- [Set problem A]: In the auction report below, list the title of each work whose stated sale price is higher than the top of its stated estimate.

The 89-lot Sotheby’s sale on Wednesday totaled $38,301,625, a hefty chunk of which came courtesy of the top lot, Georgia O’Keeffe’s White Calla Lily (1927). Hammering to a client on the phone with department head Elizabeth Goldberg for $7.8 million, or $8,986,000 with fees, it was still on the low end of the $8 million to $12 million estimate.
Sotheby’s set the standing record for O’Keeffe—and also for a woman artist of any nationality—last December when Jimson Weed/White Flower No. 1 (1932), achieved $44,405,000 (see O’Keeffe Painting Sells for $44 Million at Sotheby’s, Sets Record for Work by Female Artist and Alice Walton’s Crystal Bridges Museum Bought Georgia O’Keeffe Painting for Record $44 Million). With no comparable marquee lots, the house was hard pressed to top its previous $75,395,499 take of six months ago, but demand was strong for works under $1 million, with active bidding on names rarely seen on the auction block.
An early tug-of-war erupted over Morton Schamberg’s pleasingly colored floral Still Life (1913) (est. $30–50,000), which one buyer chased to $237,500. Successes like this boosted the sell-through rate to 85.4 percent by lot, 94.4 percent by value. “It was just shy of our high end, with great energy both in the room and on the phones,” said department head Elizabeth Goldberg, who attributed the enthusiasm to the variety of price points and deeper-than-usual cuts from the canon.
Dealer Rick Lapham fended off stiff competition to snag Maxfield Parrish’s late, twilit landscape Norwich, Vermont (1954), which was offered on the block for the very first time. Estimated to fetch between $400,000 and $600,000, the final price was $1,030,000. Lapham had less luck with Parrish’s Two Cooks and a Haggis (n.d., est. $300–500,000), which went to a phone bidder for $1,570,000.
The sale’s leading Norman Rockwell, The Bookworm (Man with Nose in Book) (1926), which made $3,834,000, well over its $1.5 to $2.5 million estimate. (It was a nice garnish for consignors Roy and Sarita Warshawsky, whose collection of Tiffany and prewar design rang up some $8 million on Tuesday.) “This market is tough for both Parrish and Rockwell,” Lapham noted, shining a light on the high demand for classic illustration works; later in the sale, a John Philip Falter oil titled Sunday Picnic, Troy, Kansas (1945), which appeared on the cover of the Saturday Evening Post, nearly doubled its $120,000 high estimate to fetch $237,500.
On the 19th-century tip, Louis Salerno, of Manhattan’s Questroyal Fine Art, was pleased to walk away with five works: Ralph Albert Blakelock’s Stilly Night (n.d., est. $30–50,000), for $212,500 and his proto–Ashcan School oil Shanties in Harlem (1874) ($60–80,000) for $112,500; a pair of modest Alfred Bierstadts, and Jasper Cropsey’s Autumn on the Hudson (1887) (est. $20–30,000) for $28,750.
Of the Blakelocks, Salerno says, “They were two great examples, much better than what we’d seen in recent times, and I was prepared to be aggressive.” However, he added, “There’s still an absence of really high-quality 19th-century pieces. You get a lot of people saying the 20th-century work is more appealing or has a bigger audience, and that may be true, but it’s a bit of an unfair comparison, because you’re just not seeing the good older stuff. Our experience on the private market is that buyers are willing to strive to buy good paintings.”

- [Input for this task]:
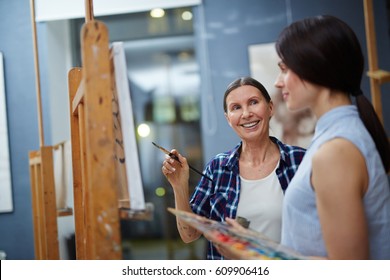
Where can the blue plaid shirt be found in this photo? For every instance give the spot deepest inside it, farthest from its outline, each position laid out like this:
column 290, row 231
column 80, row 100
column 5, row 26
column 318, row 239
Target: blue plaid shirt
column 219, row 199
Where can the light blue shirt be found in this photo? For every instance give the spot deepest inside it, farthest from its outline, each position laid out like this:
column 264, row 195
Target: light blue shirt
column 301, row 229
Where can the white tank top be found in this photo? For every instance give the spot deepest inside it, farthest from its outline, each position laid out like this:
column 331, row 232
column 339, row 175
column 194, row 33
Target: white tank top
column 261, row 203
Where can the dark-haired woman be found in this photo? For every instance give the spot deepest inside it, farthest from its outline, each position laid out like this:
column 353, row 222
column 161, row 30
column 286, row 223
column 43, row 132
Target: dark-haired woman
column 338, row 204
column 250, row 179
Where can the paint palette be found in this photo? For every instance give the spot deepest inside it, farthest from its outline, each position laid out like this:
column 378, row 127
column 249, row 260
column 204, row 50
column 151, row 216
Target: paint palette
column 245, row 244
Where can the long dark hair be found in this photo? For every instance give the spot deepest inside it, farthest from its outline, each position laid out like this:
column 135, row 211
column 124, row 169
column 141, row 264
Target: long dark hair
column 245, row 81
column 324, row 50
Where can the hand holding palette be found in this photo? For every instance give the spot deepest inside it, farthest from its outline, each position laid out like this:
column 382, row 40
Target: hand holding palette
column 243, row 243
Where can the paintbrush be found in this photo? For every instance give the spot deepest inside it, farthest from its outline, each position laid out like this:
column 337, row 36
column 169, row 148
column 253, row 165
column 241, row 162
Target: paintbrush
column 177, row 159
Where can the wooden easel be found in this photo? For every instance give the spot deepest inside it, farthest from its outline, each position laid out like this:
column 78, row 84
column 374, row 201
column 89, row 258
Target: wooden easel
column 100, row 200
column 376, row 75
column 44, row 206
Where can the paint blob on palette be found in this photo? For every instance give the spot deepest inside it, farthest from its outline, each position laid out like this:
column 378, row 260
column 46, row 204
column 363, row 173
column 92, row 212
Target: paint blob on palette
column 245, row 244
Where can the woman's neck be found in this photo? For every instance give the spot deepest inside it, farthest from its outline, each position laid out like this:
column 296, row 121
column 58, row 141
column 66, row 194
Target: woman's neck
column 257, row 152
column 329, row 100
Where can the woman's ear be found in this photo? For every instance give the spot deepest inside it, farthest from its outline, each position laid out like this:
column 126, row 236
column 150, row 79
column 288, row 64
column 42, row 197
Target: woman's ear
column 227, row 119
column 271, row 109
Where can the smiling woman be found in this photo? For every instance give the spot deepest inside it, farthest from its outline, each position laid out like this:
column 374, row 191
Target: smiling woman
column 5, row 173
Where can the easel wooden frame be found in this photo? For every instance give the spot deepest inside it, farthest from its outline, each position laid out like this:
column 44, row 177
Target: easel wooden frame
column 41, row 169
column 93, row 147
column 376, row 75
column 100, row 197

- [Set problem B]: Please copy the records character for character. Begin at the line that contains "Where can the long" and stop after the line that contains "column 44, row 206". Include both of those lines.

- [Written reply A]:
- Still Life
- Norwich, Vermont
- Two Cooks and a Haggis
- The Bookworm (Man with Nose in Book)
- Sunday Picnic, Troy, Kansas
- Stilly Night
- Shanties in Harlem

- [Written reply B]:
Where can the long dark hair be found in this photo? For every instance give the spot deepest inside it, farthest from its outline, each position laid out like this:
column 135, row 211
column 124, row 169
column 141, row 264
Target: long dark hair
column 245, row 81
column 324, row 50
Where can the hand holding palette be found in this photo? For every instance give the spot deepest inside it, farthest from its outline, each position laid out like this:
column 382, row 40
Target: hand holding palette
column 243, row 243
Where can the paintbrush be found in this photo? For every instance give the spot deepest inside it, farthest from its outline, each position laid out like this:
column 337, row 36
column 169, row 148
column 253, row 165
column 241, row 162
Target: paintbrush
column 177, row 159
Where can the wooden easel be found in this photo? For every instance give the spot deepest inside it, farthest from its outline, each position laid out like this:
column 78, row 84
column 374, row 201
column 89, row 258
Target: wooden easel
column 100, row 200
column 376, row 75
column 44, row 206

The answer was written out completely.